[Start of PROVIDED DATA]
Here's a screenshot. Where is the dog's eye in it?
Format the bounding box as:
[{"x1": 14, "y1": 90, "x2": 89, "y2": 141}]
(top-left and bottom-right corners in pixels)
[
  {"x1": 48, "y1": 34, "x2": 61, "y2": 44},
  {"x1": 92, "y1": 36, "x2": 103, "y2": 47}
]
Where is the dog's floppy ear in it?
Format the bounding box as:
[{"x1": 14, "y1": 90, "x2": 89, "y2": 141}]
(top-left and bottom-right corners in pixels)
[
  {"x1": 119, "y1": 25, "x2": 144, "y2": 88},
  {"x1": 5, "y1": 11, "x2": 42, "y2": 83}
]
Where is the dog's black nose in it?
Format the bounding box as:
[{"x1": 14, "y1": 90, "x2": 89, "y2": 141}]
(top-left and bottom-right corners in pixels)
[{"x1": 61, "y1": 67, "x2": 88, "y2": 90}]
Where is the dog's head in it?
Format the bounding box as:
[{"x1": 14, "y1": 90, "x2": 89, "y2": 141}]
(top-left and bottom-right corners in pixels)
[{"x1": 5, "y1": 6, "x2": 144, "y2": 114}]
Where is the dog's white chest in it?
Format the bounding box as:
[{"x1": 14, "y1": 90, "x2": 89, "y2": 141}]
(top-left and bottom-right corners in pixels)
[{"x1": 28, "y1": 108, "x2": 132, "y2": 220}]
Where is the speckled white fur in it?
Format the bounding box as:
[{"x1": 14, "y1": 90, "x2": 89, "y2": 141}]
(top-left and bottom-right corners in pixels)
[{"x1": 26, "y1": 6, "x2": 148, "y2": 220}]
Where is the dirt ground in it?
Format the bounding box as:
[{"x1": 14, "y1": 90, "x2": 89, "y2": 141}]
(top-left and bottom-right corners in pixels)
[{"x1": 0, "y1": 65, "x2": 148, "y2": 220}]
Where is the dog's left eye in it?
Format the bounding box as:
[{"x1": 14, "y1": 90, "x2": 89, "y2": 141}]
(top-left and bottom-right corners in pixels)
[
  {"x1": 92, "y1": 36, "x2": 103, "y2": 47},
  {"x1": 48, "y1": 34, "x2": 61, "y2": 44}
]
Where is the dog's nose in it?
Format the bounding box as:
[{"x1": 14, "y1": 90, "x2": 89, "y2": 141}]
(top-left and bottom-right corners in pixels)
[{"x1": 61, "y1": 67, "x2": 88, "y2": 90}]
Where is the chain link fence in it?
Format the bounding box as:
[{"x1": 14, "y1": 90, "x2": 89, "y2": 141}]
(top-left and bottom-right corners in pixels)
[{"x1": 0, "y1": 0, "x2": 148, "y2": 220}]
[End of PROVIDED DATA]
* _INSTRUCTIONS TO FOLLOW_
Reproduce all of the material above word for word, line by line, without changing anything.

* _FINISHED ANSWER_
Here's a screenshot. Where is the dog's eye in it?
Format the bounding box as:
[{"x1": 14, "y1": 90, "x2": 89, "y2": 141}]
(top-left and bottom-right corners in pixels)
[
  {"x1": 48, "y1": 34, "x2": 61, "y2": 44},
  {"x1": 92, "y1": 36, "x2": 103, "y2": 47}
]
Where is the dog's floppy ear in it?
Format the bounding box as:
[{"x1": 14, "y1": 90, "x2": 89, "y2": 141}]
(top-left and bottom-right corners in pixels)
[
  {"x1": 119, "y1": 25, "x2": 144, "y2": 88},
  {"x1": 5, "y1": 11, "x2": 42, "y2": 83}
]
Where is the dog's black nose in it?
Format the bounding box as:
[{"x1": 14, "y1": 90, "x2": 89, "y2": 141}]
(top-left and bottom-right corners in pixels)
[{"x1": 61, "y1": 67, "x2": 88, "y2": 90}]
Where is the dog's head in it?
Format the bounding box as:
[{"x1": 14, "y1": 90, "x2": 89, "y2": 141}]
(top-left and bottom-right corners in pixels)
[{"x1": 5, "y1": 6, "x2": 144, "y2": 114}]
Where is the dog's white chest in it?
Format the bounding box as:
[{"x1": 14, "y1": 90, "x2": 89, "y2": 141}]
(top-left and bottom-right corners in pixels)
[{"x1": 28, "y1": 108, "x2": 132, "y2": 220}]
Where is the speckled white fur in it?
Format the bounding box as:
[{"x1": 14, "y1": 90, "x2": 89, "y2": 141}]
(top-left and bottom-right corners in pixels)
[{"x1": 26, "y1": 6, "x2": 148, "y2": 220}]
Where is the dirt ground in it?
Format the bounding box as:
[{"x1": 14, "y1": 90, "x2": 89, "y2": 141}]
(top-left and bottom-right corners in pixels)
[{"x1": 0, "y1": 65, "x2": 148, "y2": 220}]
Where is the dog's left eye in it?
Format the bounding box as:
[{"x1": 14, "y1": 90, "x2": 89, "y2": 141}]
(top-left and bottom-right corners in pixels)
[
  {"x1": 92, "y1": 36, "x2": 103, "y2": 47},
  {"x1": 48, "y1": 34, "x2": 61, "y2": 44}
]
Where is the dog's nose in it?
Format the bounding box as:
[{"x1": 14, "y1": 90, "x2": 89, "y2": 141}]
(top-left and bottom-right corners in pixels)
[{"x1": 61, "y1": 67, "x2": 88, "y2": 90}]
Where is the chain link fence in it?
Format the bounding box as:
[{"x1": 14, "y1": 90, "x2": 89, "y2": 141}]
(top-left and bottom-right corners in pixels)
[{"x1": 0, "y1": 0, "x2": 148, "y2": 220}]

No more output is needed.